• **Exercise task**: Restate every entry word for word.

• **Input**:
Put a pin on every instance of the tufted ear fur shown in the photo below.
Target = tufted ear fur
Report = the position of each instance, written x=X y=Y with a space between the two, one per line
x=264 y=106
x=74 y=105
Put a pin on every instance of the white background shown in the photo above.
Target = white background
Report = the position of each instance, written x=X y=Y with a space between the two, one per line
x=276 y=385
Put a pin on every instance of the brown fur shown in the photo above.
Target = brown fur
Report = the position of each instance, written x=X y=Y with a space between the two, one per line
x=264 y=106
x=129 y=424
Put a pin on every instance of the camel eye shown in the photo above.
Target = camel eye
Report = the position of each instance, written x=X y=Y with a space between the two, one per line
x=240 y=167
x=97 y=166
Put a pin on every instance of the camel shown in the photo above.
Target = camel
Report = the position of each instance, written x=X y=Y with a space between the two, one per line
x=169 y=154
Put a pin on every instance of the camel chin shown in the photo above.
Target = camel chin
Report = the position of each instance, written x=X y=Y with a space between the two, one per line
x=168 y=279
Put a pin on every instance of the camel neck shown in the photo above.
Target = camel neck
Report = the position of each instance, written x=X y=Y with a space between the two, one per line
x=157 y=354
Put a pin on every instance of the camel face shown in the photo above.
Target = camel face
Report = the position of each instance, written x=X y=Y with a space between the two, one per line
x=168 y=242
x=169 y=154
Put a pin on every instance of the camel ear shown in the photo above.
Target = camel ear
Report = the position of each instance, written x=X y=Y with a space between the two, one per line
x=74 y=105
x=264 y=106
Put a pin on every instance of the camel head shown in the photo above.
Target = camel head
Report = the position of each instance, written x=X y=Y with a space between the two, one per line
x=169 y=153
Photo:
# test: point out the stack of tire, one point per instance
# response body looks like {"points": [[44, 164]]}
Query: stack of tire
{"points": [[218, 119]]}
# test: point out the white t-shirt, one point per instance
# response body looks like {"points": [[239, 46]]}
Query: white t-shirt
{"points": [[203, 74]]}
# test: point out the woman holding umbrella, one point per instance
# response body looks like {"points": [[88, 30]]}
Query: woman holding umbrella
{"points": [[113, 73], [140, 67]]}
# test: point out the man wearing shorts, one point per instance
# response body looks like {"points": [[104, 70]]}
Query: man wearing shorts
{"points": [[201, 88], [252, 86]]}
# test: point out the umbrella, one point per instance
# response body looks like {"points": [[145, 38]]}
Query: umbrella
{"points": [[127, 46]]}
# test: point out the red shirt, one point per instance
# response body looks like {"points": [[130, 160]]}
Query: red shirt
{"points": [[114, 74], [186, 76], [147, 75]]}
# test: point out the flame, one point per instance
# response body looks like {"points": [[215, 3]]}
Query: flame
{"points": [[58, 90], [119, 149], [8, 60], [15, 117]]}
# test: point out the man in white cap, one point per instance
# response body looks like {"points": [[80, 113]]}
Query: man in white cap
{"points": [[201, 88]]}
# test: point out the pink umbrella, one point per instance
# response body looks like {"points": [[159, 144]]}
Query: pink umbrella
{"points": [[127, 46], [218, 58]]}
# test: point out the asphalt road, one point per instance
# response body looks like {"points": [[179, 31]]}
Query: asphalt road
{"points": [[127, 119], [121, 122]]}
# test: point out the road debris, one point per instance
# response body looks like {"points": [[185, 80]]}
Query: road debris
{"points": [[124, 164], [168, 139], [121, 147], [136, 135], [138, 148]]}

• **Full response**:
Put a pin on every instance of the tufted ear fur shown in the photo below.
Target = tufted ear fur
Report = the position of each instance, written x=X y=Y with a space between the two, one per line
x=264 y=106
x=74 y=105
Put a pin on every instance of the white background shown in the photo above.
Target = white background
Report = the position of each instance, written x=X y=Y with a space between the two, one per line
x=276 y=385
Put a pin on every instance of the brown fur shown in the photo above.
Target = brown fur
Report = the position of each instance, written x=X y=Y with a space between the two, one per line
x=264 y=106
x=129 y=424
Put a pin on every instance of the camel eye shown in the photo above.
Target = camel eye
Report = the position of each instance, written x=X y=Y with a space between the two, one per line
x=240 y=167
x=97 y=166
Put a pin on every instance of the camel shown in the photo above.
Target = camel
Report = the position of each instance, written x=X y=Y with a space between the two, one per line
x=169 y=154
Put a pin on every instance of the camel chin shown in the photo above.
Target = camel chin
Report = the position of each instance, written x=X y=Y with a space between the two, one per line
x=168 y=279
Put a pin on every instance of the camel neck shown in the photo above.
Target = camel neck
Report = the position of each instance, written x=X y=Y with a space between the two, one per line
x=157 y=354
Put a pin on every instance of the camel face shown in the photo above.
Target = camel face
Report = the position of each instance, written x=X y=Y with a space between the two, one per line
x=168 y=242
x=169 y=154
Put a pin on every instance of the camel ear shown in the photo above.
Target = camel ear
Report = the position of each instance, written x=X y=Y with a space between the two, one per line
x=74 y=105
x=264 y=106
Put a pin on every instance of the camel head shown in the photo above.
Target = camel head
Report = the position of each instance, written x=X y=Y with a space between the two, one per line
x=169 y=153
Photo:
# test: point out the stack of tire, one point per instance
# response body looks like {"points": [[44, 164]]}
Query: stack of tire
{"points": [[218, 119]]}
# test: point out the white t-shirt, one point per instance
# response body looks like {"points": [[239, 46]]}
Query: white t-shirt
{"points": [[203, 74]]}
# test: point out the woman holding umbrella, one point per instance
# response body looks like {"points": [[88, 30]]}
Query: woman holding umbrella
{"points": [[113, 73], [140, 67]]}
# test: point out the man wearing shorts, one point per instance
# response body looks like {"points": [[104, 70]]}
Query: man wearing shorts
{"points": [[201, 88], [252, 86]]}
# test: point out the umbrella, one point per instance
# response body looks like {"points": [[145, 38]]}
Query: umbrella
{"points": [[127, 46]]}
# test: point out the red shirt, one point per instance
# response body looks like {"points": [[130, 160]]}
Query: red shirt
{"points": [[114, 74], [186, 76], [147, 75]]}
# test: point out the flame, one point per instance
# response body looks like {"points": [[215, 3]]}
Query: flame
{"points": [[58, 90], [119, 149], [8, 60], [15, 117]]}
# test: point out the man in white cap, one point per instance
# response body looks like {"points": [[80, 113]]}
Query: man in white cap
{"points": [[201, 88]]}
# test: point out the pink umbrella, one point per instance
# response body looks like {"points": [[159, 144]]}
Query: pink umbrella
{"points": [[127, 46], [218, 58]]}
# test: point out the asphalt road, one point per instance
# response body looks like {"points": [[179, 31]]}
Query: asphalt road
{"points": [[127, 119], [121, 122]]}
# test: point out the road debris, one point per instance
# response body looks like {"points": [[185, 80]]}
Query: road debris
{"points": [[124, 164], [168, 139], [121, 147], [136, 135], [138, 148]]}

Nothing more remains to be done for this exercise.